YOUR OBJECTIVE => Retype the part of the blog entry below that begins with the words "One heck of" and ends with "stoked for that.".

═══ EXTRACT PROVIDED ═══

Sunday, September 16, 2007

It's been a lazy weekend.........

One heck of a lazy weekend. I suppose it started on Friday, when I called my boss to ask him if I could come in on Sat. and work around the shop for some extra hours. He gave me a B/S excuse. I even told him I wanted to clean out the trucks and do maintence on the mowers, something most people wouldn't ask to do. :-0 What the heck? Whatever, more motivation for me to get a new job. The resume will be completed on Monday, then Cathy, the lady who is creating it for me, is going to give me some coaching lessons on what to do and what not to do during an interview. I am stoked for that.


Steph came and visited me on her "BIKE" when she got off work. I managed to snap a picture of her leaving my drive way on her way out. She impressed me with her skills already. Shifted good, good balance, very nice Steph. ;-)

Tonight was colletral night. Colletral is the sunday night college aged church activity I have started going to with my friend Kaley. This is the 2nd time I have gone and it struck some emotion tonight. I saw Chelsy there. Something I was hoping and hoping I wouldn't have to see or deal with. I ran into her as I was walking in. Right away I felt like I wanted to throw up, and I wanted to say Hey Chelsy, !*%#@ *+#@! &^$%#. But I did not. I said "hey Chelsy," kind of with my eyes directed away from her. I know it took her by way more suprise, because she wasn't even expecting the possibility of me being there. I then walked away, and enjoyed the sermon/message. Which, by the way was a really good one. The main topic was, ironically enough, Journaling. And how we can use it as a tool to be alert to God's presence in, around and through our life through writing and reflection.

═══ INFORMATION SHOWN ═══

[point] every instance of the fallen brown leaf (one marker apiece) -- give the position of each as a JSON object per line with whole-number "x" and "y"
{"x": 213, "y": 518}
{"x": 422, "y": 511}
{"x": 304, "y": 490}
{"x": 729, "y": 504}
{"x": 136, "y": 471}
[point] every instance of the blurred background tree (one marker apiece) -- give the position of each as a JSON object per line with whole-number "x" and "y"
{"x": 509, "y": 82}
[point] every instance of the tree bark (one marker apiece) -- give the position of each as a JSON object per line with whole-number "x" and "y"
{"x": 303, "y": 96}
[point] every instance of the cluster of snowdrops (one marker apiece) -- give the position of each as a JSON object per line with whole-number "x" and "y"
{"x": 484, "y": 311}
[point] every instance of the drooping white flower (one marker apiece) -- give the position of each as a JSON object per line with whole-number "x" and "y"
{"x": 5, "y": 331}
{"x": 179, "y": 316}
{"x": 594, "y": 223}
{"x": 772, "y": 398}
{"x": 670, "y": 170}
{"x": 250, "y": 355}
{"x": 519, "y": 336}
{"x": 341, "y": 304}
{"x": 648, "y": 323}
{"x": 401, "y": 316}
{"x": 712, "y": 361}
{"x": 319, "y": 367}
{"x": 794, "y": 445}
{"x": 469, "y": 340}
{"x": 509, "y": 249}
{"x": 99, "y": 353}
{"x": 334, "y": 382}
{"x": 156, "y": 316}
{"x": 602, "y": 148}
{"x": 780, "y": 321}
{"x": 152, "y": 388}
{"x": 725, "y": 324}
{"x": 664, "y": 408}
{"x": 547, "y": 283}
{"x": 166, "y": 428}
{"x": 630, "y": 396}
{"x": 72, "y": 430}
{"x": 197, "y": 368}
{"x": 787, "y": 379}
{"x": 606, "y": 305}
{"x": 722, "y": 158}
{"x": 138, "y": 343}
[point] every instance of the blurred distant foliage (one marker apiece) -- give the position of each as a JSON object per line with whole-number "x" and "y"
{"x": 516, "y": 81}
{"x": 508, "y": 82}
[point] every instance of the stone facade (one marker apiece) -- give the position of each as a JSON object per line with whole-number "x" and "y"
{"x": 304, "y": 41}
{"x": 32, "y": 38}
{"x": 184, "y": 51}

═══

THE ANSWER =>
One heck of a lazy weekend. I suppose it started on Friday, when I called my boss to ask him if I could come in on Sat. and work around the shop for some extra hours. He gave me a B/S excuse. I even told him I wanted to clean out the trucks and do maintence on the mowers, something most people wouldn't ask to do. :-0 What the heck? Whatever, more motivation for me to get a new job. The resume will be completed on Monday, then Cathy, the lady who is creating it for me, is going to give me some coaching lessons on what to do and what not to do during an interview. I am stoked for that.